Directions for this task —
Could you copy, word for word, only the lines from the one containing "Reviewer note: every instance of the white tablecloth" through the last line of the records below, both included?

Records
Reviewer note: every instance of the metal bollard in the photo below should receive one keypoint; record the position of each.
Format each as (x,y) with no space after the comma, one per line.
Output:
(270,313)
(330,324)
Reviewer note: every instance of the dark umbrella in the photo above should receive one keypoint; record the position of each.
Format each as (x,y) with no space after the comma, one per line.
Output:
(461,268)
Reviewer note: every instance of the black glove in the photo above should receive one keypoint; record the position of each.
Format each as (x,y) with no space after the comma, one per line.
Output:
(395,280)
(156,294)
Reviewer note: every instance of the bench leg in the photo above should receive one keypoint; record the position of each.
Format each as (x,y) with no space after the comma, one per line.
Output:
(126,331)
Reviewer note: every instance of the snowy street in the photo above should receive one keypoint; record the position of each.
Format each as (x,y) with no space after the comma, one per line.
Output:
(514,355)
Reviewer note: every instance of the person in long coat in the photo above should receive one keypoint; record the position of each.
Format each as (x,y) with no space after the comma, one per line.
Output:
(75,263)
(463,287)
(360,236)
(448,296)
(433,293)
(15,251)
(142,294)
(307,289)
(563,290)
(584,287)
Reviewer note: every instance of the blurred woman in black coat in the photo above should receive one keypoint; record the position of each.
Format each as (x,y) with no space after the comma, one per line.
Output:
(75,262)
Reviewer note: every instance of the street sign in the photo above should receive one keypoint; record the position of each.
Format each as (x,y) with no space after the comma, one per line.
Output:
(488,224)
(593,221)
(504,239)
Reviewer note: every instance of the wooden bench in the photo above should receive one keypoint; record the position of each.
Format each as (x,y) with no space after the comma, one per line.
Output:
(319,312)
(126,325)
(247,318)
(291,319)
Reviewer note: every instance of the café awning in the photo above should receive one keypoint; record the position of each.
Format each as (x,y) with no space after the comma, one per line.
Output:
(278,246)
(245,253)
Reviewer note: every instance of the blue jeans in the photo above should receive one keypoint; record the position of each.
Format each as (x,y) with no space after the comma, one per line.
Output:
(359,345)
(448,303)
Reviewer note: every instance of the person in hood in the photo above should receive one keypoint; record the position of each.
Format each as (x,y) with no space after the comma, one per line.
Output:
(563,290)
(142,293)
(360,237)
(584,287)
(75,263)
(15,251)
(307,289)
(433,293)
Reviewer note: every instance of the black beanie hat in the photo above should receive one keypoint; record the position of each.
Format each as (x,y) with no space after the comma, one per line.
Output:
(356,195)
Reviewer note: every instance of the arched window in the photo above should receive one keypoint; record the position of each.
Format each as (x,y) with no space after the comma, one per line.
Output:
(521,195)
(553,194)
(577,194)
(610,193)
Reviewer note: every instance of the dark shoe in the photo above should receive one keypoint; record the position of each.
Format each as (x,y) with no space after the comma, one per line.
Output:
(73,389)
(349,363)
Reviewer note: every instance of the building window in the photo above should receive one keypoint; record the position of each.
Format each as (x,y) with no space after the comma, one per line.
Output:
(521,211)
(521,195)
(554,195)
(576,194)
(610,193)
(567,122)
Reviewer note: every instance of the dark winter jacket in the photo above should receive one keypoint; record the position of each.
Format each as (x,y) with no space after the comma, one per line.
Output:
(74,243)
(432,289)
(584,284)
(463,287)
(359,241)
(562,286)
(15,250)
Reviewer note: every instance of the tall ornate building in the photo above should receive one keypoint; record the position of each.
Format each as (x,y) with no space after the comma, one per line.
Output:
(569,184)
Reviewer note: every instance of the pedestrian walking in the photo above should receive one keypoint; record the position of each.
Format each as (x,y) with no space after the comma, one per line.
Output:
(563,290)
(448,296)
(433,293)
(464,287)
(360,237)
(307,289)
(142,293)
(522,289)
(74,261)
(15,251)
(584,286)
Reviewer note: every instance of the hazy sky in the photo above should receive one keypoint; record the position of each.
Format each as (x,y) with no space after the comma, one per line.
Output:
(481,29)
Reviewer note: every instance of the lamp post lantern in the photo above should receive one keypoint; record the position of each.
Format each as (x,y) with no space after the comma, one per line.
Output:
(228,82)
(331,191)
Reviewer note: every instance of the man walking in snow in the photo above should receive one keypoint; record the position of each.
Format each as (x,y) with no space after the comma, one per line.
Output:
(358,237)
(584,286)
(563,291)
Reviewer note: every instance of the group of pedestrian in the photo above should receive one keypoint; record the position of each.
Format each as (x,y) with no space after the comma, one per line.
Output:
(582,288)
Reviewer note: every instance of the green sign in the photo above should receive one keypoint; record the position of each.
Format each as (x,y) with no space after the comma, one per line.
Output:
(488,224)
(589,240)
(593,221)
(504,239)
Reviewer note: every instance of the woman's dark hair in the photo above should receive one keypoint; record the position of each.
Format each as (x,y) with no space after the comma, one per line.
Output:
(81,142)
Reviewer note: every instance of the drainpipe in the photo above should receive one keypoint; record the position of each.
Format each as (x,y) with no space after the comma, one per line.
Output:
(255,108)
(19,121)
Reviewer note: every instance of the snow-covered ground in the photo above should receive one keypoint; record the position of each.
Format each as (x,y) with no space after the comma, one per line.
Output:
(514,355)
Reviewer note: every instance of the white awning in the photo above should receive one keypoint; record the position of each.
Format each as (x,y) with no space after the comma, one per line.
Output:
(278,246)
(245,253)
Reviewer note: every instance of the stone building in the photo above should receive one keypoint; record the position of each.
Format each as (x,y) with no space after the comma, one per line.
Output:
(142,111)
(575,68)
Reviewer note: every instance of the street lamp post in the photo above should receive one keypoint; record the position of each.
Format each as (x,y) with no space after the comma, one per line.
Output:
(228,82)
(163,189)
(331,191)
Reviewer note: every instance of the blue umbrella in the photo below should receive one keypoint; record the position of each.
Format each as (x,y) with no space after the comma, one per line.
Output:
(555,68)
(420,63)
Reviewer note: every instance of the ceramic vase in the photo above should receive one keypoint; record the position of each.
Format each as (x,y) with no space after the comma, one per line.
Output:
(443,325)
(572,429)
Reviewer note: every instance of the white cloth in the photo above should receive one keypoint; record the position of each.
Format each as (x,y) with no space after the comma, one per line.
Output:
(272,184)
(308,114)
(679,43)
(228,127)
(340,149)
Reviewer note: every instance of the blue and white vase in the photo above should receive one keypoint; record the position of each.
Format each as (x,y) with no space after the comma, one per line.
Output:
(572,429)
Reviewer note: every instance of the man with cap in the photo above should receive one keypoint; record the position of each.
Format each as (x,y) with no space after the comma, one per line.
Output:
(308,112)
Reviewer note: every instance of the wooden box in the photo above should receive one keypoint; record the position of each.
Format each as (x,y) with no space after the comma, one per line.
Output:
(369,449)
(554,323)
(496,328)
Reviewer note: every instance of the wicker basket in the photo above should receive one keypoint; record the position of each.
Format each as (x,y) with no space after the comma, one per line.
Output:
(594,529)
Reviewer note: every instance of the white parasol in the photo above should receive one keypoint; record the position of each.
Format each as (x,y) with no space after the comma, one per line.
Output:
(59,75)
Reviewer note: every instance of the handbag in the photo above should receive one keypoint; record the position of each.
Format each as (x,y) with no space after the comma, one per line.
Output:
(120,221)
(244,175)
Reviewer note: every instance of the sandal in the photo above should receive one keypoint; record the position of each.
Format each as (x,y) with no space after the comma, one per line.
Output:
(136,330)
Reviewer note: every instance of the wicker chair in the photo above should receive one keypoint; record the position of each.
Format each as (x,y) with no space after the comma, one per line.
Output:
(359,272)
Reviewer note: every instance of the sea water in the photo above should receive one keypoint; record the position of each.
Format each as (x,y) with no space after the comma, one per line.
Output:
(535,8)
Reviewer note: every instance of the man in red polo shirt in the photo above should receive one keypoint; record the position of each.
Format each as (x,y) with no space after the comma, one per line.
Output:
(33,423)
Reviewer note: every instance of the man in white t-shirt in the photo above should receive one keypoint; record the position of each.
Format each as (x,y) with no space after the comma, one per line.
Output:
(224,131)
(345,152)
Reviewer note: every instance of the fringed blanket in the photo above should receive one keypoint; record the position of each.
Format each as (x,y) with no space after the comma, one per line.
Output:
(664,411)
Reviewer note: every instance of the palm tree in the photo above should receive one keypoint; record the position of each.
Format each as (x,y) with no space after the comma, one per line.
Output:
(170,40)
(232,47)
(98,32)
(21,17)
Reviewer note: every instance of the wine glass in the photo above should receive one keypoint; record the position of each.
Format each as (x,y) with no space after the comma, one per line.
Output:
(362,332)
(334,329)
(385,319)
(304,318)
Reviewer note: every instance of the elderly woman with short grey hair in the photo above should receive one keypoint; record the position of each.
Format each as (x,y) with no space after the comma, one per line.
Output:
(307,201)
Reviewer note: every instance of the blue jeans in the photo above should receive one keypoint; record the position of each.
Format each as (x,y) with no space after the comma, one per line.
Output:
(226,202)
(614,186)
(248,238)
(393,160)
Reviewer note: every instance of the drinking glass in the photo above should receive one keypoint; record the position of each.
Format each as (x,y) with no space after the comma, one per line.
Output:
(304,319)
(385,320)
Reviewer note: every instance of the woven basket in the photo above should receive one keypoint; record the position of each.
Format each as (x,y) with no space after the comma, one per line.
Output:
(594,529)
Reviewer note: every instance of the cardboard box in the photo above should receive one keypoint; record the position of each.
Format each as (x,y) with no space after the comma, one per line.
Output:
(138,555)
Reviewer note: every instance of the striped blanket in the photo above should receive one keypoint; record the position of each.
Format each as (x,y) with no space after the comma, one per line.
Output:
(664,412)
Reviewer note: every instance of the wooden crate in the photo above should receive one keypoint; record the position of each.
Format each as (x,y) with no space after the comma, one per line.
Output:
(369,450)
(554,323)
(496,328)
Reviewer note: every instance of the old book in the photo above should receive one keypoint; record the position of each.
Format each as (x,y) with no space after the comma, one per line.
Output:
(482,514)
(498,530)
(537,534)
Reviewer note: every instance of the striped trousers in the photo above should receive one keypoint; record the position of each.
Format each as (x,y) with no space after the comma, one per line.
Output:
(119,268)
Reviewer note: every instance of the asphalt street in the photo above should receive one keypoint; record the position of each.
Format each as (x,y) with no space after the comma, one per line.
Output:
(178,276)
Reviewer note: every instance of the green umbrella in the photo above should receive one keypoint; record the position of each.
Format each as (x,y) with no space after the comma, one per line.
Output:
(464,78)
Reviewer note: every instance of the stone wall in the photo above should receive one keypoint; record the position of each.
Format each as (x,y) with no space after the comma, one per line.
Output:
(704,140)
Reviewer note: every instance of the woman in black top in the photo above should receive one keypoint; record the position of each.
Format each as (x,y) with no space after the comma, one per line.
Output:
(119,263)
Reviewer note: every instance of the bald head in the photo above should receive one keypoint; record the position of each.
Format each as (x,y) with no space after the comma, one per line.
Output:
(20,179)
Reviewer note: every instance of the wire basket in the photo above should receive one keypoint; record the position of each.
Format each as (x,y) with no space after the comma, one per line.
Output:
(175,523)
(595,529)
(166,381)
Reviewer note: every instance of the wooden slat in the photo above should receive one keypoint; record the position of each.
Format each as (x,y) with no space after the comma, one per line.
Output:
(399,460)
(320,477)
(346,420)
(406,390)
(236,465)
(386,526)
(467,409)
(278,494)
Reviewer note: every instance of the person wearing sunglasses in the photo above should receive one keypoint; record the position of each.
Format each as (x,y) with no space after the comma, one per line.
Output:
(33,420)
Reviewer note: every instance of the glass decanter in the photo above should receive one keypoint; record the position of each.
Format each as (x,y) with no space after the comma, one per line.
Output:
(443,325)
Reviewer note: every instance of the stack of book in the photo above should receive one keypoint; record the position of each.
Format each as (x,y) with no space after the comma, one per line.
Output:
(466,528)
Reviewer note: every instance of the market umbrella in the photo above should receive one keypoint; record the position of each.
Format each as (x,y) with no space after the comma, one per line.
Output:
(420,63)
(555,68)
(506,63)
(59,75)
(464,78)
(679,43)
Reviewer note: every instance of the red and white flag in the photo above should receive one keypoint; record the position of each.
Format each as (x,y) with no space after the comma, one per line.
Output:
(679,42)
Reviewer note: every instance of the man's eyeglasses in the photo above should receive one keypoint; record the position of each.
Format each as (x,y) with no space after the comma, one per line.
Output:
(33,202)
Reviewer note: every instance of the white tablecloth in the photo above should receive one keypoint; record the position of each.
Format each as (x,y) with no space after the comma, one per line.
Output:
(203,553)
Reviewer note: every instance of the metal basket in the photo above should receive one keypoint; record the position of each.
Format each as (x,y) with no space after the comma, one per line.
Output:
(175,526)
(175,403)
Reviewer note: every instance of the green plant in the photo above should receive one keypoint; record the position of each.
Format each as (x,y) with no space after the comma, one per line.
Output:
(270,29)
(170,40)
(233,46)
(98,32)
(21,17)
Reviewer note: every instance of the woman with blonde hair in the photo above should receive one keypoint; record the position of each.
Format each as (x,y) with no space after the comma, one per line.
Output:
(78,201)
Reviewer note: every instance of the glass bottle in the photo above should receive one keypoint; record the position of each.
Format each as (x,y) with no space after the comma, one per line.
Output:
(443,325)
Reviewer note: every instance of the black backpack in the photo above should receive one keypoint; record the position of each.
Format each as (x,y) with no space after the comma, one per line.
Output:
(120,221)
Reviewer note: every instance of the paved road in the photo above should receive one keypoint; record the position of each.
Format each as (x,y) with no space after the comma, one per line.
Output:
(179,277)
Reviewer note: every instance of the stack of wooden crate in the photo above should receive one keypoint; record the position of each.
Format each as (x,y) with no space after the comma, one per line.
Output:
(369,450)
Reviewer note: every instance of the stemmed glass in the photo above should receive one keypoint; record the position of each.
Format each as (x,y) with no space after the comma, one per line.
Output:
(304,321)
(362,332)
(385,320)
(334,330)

Finished task —
Reviewer note: every instance of the white tablecloth in the photo above should receive one keypoint; record the position of each.
Format each as (x,y) with no space after the comma, one per line.
Output:
(203,553)
Reviewer note: every instance of the metal basket in the photo above should receive one keypoint; record the position of each.
Format each as (x,y) with no space after the comma, one per line.
Output:
(175,526)
(175,403)
Reviewer note: every instance of the green plant in the photo above should receive one keypoint; record the position of each.
Format each as (x,y) with no space after the comma, one per line.
Output:
(270,29)
(170,40)
(233,46)
(98,32)
(21,17)
Reviewer note: every instance of the woman with blonde hair in the photo above should receive one keypoint; record the position of each.
Format each as (x,y) with no space after the comma, one per line.
Output:
(78,201)
Reviewer note: every instance of the glass bottle in the photo above should receive one keypoint; record the position of each.
Format each as (x,y) with no space after the comma, one per line.
Output:
(443,325)
Reviewer note: every instance of the black backpack in the photo above should receive one keypoint; record the position of each.
Format each as (x,y) with no space after the comma, one per line.
Output:
(120,221)
Reviewer note: every instance of the paved road in the photo above should receive one keypoint; record the position of each.
Format each as (x,y) with no space after the comma, one per line.
Output:
(179,277)
Reviewer note: every instance of the stack of wooden crate in the photo above should receive one keypoint; record the position of each.
Format each as (x,y) with no space after the comma, one per line.
Output:
(369,450)
Reviewer note: every instance of the stemmed glass in the photo above should receive one keypoint; record the position of each.
Format each as (x,y) with no space after the comma, one per line.
Output:
(304,321)
(362,332)
(385,320)
(334,330)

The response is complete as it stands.